#### [To be done]
a) In the abstract on HBM undervolting, what share of the nominal voltage do the guardband regions of the studied HBM chips make up?
b) Write out the abstract on HBM undervolting from "Understanding power consumption" up to and including "Heterogeneous Computing (EC-H2020-780681)".

#### [Provided passage]
= = =

Understanding power consumption and reliability of high-bandwidth memory with voltage underscaling
Document typeConference report
PublisherInstitute of Electrical and Electronics Engineers (IEEE)
Rights accessOpen Access
European Commission's projectLEGaTO - Low Energy Toolset for Heterogeneous Computing (EC-H2020-780681)
Modern computing devices employ High-Bandwidth Memory (HBM) to meet their memory bandwidth requirements. An HBM-enabled device consists of multiple DRAM layers stacked on top of one another next to a compute chip (e.g, CPU, GPU, and FPGA) in the same package. Although such HBM structures provide high bandwidth at a small form factor, the stacked memory layers consume a substantial portion of the package's power budget. Therefore, power-saving techniques that preserve the performance of HBM are desirable. Undervolting is one such technique: it reduces the supply voltage to decrease power consumption without reducing the device's operating frequency to avoid performance loss. Undervolting takes advantage of voltage guardbands put in place by manufacturers to ensure correct operation under all environmental conditions. However, reducing voltage without changing frequency can lead to reliability issues manifested as unwanted bit flips. In this paper, we provide the first experimental study of real HBM chips under reduced-voltage conditions. We show that the guardband regions for our HBM chips constitute 19% of the nominal voltage. Pushing the supply voltage down within the guardband region reduces power consumption by a factor of 1.5X for all bandwidth utilization rates. Pushing the voltage down further by 11% leads to a total of 2.3X power savings at the cost of unwanted bit flips. We explore and characterize the rate and types of these reduced-voltage-induced bit flips and present a fault map that enables the possibility of a three-factor trade-off among power, memory capacity, and fault rate.

= = =

#### [Dataset excerpts on object pointing]
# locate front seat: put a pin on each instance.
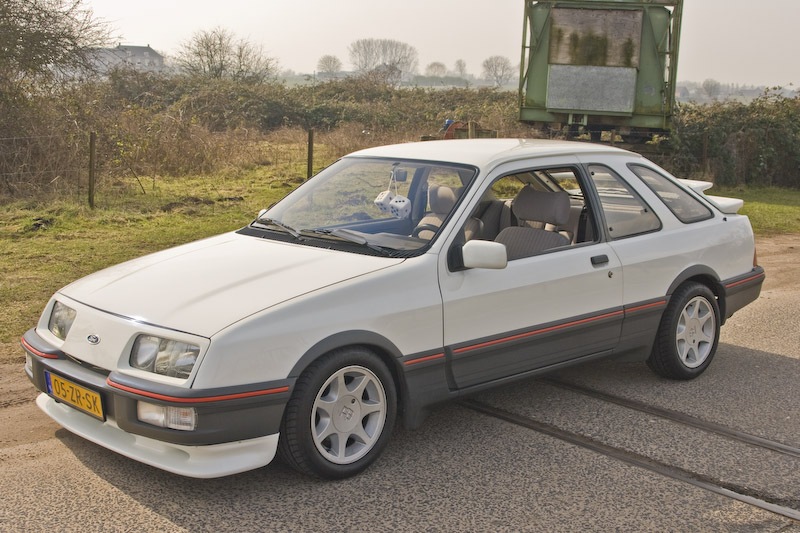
(539, 213)
(441, 200)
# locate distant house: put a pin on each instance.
(141, 58)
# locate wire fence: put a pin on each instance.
(45, 165)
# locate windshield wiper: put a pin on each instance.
(354, 237)
(277, 223)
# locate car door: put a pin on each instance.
(537, 312)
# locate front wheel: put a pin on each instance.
(340, 416)
(688, 335)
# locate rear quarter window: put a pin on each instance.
(683, 205)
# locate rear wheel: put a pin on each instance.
(688, 335)
(340, 416)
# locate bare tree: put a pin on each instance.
(436, 70)
(40, 38)
(329, 64)
(218, 54)
(498, 69)
(460, 68)
(712, 88)
(369, 54)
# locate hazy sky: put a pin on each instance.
(733, 41)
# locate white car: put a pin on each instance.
(397, 278)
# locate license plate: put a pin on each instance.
(73, 394)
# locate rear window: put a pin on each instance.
(683, 205)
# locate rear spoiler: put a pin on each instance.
(729, 206)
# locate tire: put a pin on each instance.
(688, 334)
(340, 415)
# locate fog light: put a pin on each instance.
(164, 416)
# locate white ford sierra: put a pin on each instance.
(395, 279)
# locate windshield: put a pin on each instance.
(371, 205)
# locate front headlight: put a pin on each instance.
(61, 319)
(164, 356)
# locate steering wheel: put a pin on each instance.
(424, 227)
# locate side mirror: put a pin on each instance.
(484, 254)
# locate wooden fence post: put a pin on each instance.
(310, 163)
(92, 157)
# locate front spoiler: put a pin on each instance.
(209, 461)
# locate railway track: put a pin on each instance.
(782, 505)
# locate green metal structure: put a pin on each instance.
(600, 65)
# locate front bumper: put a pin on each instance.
(237, 427)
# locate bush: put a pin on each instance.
(155, 125)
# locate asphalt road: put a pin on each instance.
(466, 470)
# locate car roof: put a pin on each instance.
(485, 153)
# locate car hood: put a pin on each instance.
(205, 286)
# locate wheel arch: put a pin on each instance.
(706, 276)
(385, 349)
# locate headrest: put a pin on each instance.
(442, 199)
(541, 206)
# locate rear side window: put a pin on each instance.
(625, 213)
(683, 205)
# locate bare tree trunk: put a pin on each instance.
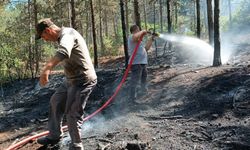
(100, 26)
(87, 27)
(106, 19)
(124, 33)
(210, 22)
(94, 35)
(198, 26)
(230, 13)
(31, 54)
(161, 22)
(137, 14)
(176, 15)
(169, 16)
(217, 57)
(37, 53)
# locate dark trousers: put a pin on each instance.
(138, 76)
(70, 100)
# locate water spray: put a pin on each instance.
(151, 32)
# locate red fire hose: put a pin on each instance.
(64, 128)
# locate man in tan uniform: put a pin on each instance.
(71, 97)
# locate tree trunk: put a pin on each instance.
(217, 57)
(169, 16)
(176, 15)
(198, 25)
(31, 54)
(137, 14)
(106, 19)
(161, 22)
(100, 26)
(230, 13)
(210, 22)
(37, 53)
(94, 35)
(124, 33)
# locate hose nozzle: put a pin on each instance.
(153, 33)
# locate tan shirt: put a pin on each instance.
(75, 56)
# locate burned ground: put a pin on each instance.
(188, 106)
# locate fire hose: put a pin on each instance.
(64, 128)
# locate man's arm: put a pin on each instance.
(44, 77)
(137, 35)
(149, 43)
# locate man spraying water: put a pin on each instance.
(139, 69)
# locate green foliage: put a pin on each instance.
(241, 19)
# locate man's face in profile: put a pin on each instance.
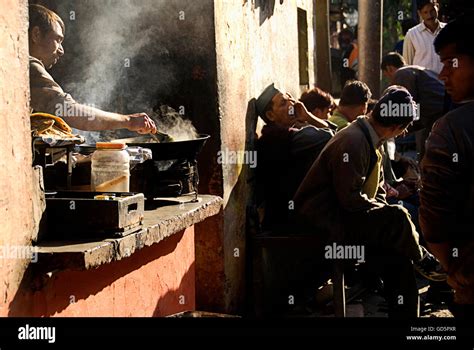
(47, 47)
(282, 112)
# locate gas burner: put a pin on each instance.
(165, 178)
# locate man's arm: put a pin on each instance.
(93, 119)
(48, 97)
(350, 165)
(441, 185)
(408, 49)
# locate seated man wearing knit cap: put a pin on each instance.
(354, 101)
(343, 200)
(291, 141)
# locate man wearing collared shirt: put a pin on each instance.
(46, 34)
(418, 46)
(425, 87)
(343, 191)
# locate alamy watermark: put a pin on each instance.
(67, 109)
(345, 252)
(237, 157)
(20, 252)
(393, 109)
(37, 333)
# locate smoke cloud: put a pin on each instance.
(120, 55)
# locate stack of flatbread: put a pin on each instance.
(50, 126)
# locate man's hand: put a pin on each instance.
(141, 123)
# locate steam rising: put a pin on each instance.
(170, 122)
(120, 56)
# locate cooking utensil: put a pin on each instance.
(188, 149)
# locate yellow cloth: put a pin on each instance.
(371, 184)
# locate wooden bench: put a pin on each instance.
(266, 241)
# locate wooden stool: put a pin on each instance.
(265, 241)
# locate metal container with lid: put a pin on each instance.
(110, 171)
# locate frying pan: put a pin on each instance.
(188, 149)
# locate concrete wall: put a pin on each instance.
(20, 201)
(156, 281)
(256, 44)
(227, 53)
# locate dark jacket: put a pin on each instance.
(334, 183)
(284, 157)
(447, 197)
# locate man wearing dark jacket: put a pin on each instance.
(291, 140)
(425, 87)
(447, 196)
(342, 198)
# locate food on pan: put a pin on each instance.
(48, 125)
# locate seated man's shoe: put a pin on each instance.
(430, 268)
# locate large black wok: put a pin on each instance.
(188, 149)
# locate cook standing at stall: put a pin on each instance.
(46, 34)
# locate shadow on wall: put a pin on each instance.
(39, 295)
(267, 8)
(241, 209)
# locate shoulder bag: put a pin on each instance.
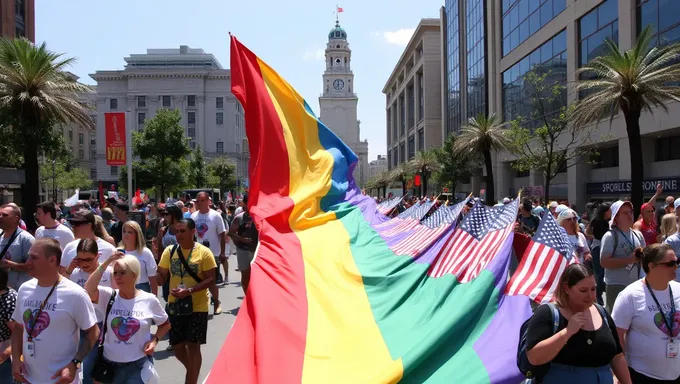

= = =

#### [Task-by-task answers]
a) 19% of the nominal voltage.

b)
Understanding power consumption and reliability of high-bandwidth memory with voltage underscaling
Document typeConference report
PublisherInstitute of Electrical and Electronics Engineers (IEEE)
Rights accessOpen Access
European Commission's projectLEGaTO - Low Energy Toolset for Heterogeneous Computing (EC-H2020-780681)